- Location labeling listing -
++++
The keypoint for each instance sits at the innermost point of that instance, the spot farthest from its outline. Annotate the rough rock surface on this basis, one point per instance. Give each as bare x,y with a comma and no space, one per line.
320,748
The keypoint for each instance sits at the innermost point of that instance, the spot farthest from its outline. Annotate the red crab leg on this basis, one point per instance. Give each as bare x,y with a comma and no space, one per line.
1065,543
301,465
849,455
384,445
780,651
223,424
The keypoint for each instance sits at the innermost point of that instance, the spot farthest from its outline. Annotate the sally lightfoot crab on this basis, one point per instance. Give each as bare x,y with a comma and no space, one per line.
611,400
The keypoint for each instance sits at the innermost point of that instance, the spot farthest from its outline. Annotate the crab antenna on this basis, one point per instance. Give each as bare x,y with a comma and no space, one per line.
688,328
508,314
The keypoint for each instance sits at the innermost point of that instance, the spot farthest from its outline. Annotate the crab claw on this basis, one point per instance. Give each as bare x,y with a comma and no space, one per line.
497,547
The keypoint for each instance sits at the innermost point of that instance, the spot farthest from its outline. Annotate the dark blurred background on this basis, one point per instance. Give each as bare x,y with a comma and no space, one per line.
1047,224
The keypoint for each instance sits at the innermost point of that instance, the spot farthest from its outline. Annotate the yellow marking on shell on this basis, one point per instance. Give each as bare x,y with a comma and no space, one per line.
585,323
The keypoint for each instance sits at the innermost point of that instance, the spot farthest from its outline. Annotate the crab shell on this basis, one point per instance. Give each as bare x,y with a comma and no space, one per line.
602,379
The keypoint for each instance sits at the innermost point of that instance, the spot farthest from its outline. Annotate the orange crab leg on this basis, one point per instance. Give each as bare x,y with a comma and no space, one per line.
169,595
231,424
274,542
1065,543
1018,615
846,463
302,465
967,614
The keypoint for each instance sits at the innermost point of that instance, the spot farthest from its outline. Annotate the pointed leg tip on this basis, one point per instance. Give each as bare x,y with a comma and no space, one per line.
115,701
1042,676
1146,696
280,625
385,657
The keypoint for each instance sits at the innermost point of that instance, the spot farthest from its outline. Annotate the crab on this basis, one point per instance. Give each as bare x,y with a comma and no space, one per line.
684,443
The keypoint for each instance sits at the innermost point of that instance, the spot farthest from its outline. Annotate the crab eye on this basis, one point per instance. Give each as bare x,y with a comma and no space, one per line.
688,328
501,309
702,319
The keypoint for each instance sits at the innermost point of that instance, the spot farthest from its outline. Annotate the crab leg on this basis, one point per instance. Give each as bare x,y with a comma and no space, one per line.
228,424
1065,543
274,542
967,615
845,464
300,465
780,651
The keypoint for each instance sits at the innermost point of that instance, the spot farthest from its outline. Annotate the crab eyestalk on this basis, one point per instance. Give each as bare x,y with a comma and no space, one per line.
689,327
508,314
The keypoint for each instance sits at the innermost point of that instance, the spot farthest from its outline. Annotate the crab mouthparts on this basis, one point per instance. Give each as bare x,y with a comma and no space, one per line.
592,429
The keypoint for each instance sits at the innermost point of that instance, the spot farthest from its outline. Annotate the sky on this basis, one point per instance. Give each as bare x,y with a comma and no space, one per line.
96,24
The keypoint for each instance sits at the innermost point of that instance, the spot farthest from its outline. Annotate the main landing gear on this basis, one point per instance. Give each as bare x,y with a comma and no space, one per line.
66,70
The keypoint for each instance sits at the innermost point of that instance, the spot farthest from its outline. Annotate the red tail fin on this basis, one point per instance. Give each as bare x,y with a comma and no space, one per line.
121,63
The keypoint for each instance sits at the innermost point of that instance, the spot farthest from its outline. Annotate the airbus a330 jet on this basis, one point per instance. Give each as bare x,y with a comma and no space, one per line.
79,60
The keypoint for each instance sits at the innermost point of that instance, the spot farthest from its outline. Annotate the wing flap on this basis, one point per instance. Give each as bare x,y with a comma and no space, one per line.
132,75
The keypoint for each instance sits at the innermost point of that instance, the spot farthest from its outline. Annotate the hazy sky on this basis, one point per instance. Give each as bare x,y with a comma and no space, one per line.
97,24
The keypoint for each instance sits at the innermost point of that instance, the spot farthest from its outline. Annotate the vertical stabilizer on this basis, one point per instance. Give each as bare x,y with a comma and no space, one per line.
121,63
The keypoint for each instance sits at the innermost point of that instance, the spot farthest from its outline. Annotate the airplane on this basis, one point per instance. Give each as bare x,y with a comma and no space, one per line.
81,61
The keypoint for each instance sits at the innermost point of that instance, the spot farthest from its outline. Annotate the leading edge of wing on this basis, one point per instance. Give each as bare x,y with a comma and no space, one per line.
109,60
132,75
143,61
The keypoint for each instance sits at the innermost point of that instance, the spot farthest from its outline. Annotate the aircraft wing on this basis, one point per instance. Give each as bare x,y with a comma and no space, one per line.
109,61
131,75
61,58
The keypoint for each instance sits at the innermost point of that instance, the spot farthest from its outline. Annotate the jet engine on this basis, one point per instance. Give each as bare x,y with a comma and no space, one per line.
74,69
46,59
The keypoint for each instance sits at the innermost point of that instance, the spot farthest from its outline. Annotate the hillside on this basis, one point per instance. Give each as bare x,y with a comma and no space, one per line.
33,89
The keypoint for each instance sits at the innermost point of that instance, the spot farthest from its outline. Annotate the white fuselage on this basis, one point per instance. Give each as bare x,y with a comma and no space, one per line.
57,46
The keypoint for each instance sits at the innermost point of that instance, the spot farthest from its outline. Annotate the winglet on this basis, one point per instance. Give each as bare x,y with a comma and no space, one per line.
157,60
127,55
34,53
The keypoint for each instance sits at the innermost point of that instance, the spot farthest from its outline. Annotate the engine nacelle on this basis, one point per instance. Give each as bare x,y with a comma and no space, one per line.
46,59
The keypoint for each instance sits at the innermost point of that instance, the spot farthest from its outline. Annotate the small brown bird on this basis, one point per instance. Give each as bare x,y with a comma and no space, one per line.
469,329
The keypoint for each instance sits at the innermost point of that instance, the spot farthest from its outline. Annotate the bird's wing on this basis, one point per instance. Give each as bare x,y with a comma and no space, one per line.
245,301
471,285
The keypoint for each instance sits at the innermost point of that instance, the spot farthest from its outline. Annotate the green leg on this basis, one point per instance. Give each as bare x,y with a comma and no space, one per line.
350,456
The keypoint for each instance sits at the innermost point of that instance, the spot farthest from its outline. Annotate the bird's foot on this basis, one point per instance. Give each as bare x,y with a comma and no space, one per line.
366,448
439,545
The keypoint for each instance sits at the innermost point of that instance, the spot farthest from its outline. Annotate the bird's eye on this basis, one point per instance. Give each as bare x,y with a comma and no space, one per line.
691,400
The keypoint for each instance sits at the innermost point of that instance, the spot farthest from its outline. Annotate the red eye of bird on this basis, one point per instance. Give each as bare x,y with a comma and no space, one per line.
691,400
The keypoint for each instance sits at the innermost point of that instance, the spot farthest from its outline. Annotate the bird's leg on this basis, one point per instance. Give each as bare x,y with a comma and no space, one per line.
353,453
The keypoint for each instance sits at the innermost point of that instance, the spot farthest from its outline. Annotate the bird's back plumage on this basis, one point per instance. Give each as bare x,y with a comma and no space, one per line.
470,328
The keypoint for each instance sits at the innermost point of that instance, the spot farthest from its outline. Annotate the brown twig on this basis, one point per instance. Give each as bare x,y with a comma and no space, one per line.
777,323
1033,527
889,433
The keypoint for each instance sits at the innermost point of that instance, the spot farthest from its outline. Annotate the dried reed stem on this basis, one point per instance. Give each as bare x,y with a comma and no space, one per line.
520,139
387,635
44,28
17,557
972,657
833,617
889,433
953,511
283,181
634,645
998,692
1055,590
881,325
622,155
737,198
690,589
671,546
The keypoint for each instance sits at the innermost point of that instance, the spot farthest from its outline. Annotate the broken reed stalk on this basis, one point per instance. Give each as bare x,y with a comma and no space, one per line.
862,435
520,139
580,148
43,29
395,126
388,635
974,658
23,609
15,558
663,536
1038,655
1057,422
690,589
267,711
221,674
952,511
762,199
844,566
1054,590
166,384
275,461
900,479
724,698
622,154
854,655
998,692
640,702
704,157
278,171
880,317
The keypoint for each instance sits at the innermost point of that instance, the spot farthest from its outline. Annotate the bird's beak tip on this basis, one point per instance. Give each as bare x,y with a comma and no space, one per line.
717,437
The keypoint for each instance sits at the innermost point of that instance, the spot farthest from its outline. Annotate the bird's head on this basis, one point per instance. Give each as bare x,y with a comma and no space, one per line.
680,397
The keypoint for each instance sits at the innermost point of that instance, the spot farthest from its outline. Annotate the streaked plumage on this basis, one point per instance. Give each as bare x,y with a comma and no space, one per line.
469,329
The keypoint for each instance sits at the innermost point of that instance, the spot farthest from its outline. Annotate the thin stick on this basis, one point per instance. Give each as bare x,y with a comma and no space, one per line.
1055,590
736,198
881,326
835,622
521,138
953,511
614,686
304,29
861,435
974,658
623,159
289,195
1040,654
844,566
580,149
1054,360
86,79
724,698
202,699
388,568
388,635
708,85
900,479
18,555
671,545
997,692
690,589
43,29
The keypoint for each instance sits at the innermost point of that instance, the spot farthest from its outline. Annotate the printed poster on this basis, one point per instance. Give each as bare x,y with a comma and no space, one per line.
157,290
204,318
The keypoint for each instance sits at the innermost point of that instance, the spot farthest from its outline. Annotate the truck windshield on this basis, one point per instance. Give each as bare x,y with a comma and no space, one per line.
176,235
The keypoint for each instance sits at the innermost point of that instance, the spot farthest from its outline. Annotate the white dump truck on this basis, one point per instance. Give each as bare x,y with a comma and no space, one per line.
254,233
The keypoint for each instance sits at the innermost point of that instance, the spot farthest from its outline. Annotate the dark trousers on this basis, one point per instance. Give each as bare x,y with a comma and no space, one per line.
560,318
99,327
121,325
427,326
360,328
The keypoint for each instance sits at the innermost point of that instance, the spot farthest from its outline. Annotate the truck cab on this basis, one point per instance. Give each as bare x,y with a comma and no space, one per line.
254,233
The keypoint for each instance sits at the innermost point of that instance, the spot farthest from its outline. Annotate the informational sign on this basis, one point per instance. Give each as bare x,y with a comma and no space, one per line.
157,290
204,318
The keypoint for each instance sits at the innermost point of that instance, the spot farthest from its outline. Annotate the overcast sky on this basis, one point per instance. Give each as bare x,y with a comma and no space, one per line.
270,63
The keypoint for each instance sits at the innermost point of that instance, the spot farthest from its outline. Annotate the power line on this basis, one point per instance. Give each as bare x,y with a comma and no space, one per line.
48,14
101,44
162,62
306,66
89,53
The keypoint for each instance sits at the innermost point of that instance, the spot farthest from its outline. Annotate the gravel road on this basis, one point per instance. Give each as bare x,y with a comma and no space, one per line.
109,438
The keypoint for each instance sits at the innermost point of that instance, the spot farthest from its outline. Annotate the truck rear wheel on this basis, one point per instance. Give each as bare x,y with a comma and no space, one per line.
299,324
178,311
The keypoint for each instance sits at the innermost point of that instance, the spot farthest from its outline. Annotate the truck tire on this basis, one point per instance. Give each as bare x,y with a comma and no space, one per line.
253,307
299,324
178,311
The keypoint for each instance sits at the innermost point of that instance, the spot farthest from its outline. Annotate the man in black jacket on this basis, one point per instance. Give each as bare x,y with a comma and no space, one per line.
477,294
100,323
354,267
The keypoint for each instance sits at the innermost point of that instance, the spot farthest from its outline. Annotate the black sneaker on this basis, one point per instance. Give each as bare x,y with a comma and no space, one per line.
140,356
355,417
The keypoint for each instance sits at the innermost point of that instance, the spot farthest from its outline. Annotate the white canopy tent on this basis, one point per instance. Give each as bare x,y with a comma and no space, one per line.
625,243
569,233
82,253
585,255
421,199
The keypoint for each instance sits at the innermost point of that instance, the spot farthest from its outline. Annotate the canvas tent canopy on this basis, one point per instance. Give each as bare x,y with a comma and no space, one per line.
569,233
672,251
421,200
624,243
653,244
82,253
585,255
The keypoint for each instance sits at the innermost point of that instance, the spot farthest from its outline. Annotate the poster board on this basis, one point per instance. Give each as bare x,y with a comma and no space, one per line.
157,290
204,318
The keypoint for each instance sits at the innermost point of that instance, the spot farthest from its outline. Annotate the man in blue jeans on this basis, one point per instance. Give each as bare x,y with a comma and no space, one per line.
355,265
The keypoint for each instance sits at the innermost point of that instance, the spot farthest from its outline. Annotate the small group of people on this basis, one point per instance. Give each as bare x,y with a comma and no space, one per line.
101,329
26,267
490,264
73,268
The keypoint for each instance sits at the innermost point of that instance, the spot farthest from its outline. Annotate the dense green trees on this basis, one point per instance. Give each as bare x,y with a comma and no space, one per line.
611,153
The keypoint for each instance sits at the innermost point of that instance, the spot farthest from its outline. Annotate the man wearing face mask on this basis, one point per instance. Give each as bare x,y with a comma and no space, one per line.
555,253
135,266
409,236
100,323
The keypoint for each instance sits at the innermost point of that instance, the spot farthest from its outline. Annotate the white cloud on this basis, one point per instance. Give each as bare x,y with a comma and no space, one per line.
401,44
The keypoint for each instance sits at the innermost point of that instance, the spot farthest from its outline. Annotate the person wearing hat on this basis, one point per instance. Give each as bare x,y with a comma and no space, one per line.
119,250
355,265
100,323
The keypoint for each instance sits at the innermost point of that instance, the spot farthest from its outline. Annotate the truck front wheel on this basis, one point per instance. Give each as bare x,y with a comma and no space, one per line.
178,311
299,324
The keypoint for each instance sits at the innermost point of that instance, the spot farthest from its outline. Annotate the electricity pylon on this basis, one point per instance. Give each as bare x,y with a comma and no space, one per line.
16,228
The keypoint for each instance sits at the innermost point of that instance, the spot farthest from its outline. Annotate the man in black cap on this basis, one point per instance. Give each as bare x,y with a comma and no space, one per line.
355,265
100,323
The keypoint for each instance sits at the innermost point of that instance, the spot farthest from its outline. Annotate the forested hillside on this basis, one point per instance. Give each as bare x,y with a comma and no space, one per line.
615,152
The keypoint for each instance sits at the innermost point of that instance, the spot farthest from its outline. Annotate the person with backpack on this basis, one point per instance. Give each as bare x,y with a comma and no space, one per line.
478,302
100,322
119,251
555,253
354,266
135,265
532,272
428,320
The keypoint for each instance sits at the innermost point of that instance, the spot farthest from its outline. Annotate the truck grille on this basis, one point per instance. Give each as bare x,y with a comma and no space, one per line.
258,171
++++
- TASK INSTRUCTIONS -
Return, without any change, the lines of the listing starting at the line that contains "Annotate the electricity" and ending at the final line of the listing.

- FINAL RESULT -
The keypoint for each instance sits at the innermost point of that instance, the spot farthest from its outline. Annotate the electricity pylon on this basis, one point per instance. Give each as bare x,y with a comma and no space, one per line.
16,228
The keypoint for each instance sits at the innermost point of that instance, the spot farthest from its outline. Annotate the man in black cap on this basis, one point per instance. Give each as bare x,y with a comma and no space, one per line.
355,265
100,323
The keypoint for each instance sits at the innermost point of that instance, the spot farthest from its outline. Annotate the forested hillside on this basis, one point per instance. Give each as bare x,y with a comma and no space, one per line.
615,152
The keypoint for each instance sits at the innermost point of that instance, the spot farthest from its outline. Annotate the person with backpack on this basis, one point per instance. Give each as bare x,y with a comma and no space, one per line.
478,302
100,322
119,251
555,253
354,266
135,265
532,272
428,320
The keypoint for each instance sits at the innermost point of that instance, the spot farthest from its outline. Annotate the truck grille on this basis, one point per instance. Give each as bare x,y with a comma and no space, one per line.
258,171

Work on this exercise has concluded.